- [Written exercise]
Your task is to repeat, word for word, the line containing "locate the crispy" and all lines that follow it to the end of the material, and no other lines.
· · · ·
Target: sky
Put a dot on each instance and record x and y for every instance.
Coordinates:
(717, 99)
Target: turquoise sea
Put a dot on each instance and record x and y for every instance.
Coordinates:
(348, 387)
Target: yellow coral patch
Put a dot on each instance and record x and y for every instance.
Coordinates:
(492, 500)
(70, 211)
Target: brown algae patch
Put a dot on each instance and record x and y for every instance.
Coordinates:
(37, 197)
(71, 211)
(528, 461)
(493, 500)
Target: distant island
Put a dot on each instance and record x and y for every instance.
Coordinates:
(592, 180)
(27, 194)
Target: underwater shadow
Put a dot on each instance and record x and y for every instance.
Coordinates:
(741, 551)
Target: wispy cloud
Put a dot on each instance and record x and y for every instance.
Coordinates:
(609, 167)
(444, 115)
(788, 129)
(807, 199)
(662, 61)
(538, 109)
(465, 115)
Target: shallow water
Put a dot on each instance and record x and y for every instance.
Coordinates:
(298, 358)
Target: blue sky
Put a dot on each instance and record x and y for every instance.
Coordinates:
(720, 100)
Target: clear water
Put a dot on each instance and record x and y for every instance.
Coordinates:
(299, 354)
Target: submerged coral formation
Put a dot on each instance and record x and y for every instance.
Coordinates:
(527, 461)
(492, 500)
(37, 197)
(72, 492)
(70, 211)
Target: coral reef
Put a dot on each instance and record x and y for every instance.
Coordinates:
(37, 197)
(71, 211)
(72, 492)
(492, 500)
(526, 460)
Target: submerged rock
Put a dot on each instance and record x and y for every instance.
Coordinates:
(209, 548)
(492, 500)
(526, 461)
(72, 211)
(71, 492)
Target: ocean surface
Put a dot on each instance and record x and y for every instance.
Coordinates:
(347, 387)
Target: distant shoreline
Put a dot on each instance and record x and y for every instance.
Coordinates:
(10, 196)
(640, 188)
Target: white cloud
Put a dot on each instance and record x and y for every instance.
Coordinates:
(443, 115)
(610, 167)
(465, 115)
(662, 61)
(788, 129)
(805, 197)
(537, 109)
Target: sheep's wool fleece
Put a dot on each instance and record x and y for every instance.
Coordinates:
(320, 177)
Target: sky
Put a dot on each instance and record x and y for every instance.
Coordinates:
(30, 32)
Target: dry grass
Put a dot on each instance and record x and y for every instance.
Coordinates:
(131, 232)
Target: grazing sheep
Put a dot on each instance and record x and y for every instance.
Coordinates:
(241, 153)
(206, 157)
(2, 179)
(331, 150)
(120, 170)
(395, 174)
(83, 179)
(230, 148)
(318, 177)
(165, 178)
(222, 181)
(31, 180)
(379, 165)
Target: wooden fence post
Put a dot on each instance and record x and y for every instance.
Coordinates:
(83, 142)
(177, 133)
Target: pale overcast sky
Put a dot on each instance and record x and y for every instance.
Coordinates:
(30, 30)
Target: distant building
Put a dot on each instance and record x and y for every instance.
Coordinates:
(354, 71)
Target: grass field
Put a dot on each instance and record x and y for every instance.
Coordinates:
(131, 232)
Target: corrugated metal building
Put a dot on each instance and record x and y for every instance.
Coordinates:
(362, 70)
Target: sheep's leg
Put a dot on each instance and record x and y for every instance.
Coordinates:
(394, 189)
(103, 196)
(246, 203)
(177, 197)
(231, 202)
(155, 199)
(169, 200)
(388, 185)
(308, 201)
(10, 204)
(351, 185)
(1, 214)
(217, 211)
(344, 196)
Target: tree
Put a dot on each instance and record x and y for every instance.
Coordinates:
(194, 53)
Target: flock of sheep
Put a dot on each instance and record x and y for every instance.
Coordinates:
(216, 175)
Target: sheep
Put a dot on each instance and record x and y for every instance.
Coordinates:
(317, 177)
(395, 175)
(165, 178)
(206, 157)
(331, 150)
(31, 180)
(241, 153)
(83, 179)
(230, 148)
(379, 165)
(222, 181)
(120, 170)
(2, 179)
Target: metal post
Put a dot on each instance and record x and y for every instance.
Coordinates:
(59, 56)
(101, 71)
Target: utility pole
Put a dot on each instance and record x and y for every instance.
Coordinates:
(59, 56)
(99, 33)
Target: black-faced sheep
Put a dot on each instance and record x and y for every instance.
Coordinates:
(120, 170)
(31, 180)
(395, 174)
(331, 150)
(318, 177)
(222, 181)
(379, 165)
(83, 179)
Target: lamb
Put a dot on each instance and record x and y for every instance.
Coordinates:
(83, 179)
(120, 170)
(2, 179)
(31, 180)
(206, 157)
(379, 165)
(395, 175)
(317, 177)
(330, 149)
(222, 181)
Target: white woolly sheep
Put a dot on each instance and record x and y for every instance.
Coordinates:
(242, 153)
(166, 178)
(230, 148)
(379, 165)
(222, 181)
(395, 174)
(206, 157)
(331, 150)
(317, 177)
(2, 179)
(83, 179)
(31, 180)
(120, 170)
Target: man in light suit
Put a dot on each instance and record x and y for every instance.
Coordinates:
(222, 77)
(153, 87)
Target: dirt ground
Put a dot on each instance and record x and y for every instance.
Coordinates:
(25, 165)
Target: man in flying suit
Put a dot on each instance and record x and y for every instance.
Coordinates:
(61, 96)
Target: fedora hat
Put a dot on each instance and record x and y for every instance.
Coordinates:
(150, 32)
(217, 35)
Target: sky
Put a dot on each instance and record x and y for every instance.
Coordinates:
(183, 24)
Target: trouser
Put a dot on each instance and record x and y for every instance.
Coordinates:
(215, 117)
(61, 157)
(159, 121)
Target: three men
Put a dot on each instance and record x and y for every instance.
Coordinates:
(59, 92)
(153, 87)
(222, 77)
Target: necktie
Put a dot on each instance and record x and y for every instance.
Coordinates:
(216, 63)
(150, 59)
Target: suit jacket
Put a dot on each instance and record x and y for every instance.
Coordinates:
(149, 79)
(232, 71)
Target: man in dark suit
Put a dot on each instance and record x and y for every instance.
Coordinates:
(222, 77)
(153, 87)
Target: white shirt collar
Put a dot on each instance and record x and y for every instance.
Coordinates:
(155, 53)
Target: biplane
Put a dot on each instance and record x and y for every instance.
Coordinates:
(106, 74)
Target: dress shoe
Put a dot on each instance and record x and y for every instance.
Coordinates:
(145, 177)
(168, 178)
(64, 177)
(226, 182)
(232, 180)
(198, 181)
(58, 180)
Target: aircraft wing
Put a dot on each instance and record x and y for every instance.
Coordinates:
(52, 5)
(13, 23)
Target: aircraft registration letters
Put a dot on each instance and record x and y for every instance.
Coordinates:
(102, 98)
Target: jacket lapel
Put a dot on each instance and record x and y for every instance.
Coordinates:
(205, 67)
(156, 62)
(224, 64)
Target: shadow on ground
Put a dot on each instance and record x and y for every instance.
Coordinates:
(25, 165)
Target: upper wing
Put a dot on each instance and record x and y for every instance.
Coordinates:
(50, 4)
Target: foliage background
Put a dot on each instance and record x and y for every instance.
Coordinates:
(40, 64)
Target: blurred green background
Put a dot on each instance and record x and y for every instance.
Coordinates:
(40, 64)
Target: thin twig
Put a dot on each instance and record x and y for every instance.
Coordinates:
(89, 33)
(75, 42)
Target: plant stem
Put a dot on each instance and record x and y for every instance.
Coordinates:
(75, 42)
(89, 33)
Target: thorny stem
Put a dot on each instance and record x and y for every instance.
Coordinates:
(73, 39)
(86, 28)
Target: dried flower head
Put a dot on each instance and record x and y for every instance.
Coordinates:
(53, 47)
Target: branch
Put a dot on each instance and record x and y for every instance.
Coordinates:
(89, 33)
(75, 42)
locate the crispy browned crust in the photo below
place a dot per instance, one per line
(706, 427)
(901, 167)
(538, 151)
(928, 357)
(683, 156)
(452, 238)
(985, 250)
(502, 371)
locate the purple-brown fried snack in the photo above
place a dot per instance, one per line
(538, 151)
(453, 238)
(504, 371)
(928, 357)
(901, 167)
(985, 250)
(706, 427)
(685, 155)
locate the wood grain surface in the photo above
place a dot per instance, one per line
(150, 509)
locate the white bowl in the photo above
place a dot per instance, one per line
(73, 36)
· · · ·
- [Full response]
locate the crispy browned crust in the photo below
place a dot per instance, one per line
(706, 427)
(901, 167)
(538, 151)
(928, 357)
(683, 156)
(452, 238)
(985, 250)
(502, 371)
locate the purple-brown fried snack in the photo above
place a dot per instance, one per line
(538, 151)
(453, 238)
(504, 371)
(928, 357)
(901, 167)
(985, 250)
(706, 427)
(685, 155)
locate the wood grain surface in the photo above
place a dot per instance, one per line
(150, 509)
locate the white bowl in the photo above
place a dot per instance, one per line
(73, 36)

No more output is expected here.